Object position labeling entries:
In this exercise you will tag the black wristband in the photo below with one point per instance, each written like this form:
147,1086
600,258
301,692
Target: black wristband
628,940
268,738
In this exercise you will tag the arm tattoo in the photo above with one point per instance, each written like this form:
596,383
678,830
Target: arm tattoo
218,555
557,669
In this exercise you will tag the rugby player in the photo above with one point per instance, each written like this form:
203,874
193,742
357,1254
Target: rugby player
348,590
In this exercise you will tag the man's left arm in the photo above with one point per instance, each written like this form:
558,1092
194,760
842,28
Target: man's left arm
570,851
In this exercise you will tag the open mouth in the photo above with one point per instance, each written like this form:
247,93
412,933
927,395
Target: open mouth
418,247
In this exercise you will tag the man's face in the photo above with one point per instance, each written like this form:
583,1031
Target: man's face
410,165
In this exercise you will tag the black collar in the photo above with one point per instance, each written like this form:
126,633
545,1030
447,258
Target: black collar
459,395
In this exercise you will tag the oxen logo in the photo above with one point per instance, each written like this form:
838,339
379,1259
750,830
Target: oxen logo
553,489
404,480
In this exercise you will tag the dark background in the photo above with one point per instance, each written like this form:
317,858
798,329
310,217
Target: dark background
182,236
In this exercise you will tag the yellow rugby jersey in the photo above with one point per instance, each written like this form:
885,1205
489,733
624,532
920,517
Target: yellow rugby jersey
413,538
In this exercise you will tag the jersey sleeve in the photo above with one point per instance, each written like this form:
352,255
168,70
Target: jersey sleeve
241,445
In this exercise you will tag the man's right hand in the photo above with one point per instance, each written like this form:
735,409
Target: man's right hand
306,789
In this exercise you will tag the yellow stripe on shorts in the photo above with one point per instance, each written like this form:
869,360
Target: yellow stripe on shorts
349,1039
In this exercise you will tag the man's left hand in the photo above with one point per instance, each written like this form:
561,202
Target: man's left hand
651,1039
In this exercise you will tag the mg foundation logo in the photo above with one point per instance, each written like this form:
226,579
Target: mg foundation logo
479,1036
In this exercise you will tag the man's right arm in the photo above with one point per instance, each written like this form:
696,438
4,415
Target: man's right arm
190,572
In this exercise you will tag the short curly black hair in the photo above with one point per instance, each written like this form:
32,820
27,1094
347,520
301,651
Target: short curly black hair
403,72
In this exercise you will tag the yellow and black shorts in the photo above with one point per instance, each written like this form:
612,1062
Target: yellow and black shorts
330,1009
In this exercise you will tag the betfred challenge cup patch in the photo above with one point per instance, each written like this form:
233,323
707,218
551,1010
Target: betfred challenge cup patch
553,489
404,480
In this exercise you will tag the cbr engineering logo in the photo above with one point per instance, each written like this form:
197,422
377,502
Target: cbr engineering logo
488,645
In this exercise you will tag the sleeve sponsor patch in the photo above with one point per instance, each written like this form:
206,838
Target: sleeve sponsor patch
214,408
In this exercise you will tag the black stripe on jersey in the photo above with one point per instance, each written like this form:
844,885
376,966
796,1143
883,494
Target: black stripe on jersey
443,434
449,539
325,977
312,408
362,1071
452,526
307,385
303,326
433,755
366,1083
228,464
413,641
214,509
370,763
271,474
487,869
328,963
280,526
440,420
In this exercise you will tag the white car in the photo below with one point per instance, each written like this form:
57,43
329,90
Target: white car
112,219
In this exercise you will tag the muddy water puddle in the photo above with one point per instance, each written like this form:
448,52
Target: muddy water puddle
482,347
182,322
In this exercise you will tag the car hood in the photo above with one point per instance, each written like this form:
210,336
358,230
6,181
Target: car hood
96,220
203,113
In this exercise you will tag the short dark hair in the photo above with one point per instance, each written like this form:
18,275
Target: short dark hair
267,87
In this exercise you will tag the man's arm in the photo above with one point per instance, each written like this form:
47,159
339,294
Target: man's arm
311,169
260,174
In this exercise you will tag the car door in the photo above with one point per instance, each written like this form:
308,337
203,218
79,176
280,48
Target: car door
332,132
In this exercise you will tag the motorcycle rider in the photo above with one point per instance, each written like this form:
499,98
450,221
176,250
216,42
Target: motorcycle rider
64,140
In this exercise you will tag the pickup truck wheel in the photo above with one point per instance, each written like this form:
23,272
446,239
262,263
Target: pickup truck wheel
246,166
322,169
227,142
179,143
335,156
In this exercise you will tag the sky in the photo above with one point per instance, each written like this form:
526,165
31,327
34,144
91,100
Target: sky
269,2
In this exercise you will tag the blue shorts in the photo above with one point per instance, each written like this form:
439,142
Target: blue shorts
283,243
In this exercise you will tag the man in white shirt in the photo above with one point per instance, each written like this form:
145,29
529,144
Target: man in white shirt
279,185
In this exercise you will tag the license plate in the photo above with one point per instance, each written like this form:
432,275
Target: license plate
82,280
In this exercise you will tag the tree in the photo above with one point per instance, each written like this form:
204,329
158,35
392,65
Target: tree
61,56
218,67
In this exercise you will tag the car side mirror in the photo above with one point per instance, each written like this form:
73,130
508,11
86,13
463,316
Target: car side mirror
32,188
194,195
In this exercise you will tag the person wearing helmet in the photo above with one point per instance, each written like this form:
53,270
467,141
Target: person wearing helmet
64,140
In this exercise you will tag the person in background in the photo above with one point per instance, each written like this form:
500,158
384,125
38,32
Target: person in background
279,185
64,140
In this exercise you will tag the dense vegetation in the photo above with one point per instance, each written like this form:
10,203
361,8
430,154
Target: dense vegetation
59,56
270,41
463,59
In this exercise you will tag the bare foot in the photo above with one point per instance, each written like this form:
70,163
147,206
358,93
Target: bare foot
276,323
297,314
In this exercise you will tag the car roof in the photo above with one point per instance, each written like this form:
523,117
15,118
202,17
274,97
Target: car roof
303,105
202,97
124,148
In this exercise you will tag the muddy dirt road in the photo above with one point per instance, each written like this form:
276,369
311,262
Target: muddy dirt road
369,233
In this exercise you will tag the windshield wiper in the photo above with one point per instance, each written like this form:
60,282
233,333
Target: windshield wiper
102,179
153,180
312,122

◆ REQUIREMENTS
Nothing but the lines from the one with "In this exercise you will tag the bare" through the end of the data above should be repeated, each exactly as it stands.

◆ OUTPUT
In this exercise you will tag the bare foot in the photo above with one point per instance, each written like this form:
70,163
147,206
358,93
Target: bare foot
276,323
297,314
In this exercise you will tag the car roof in the photo above with one point per instance, each written like this form:
523,117
15,118
202,17
274,97
Target: car roof
303,105
202,97
124,148
In this exercise you will tag the muddy dirt road in the photo above with one point per instance, each written like this form:
276,369
311,262
Target: muddy dirt road
369,233
In this exercise you will tag the windshield wiper in the photo above with one point per instance, each written like this form:
60,282
233,333
Target: windshield wiper
102,179
153,180
312,122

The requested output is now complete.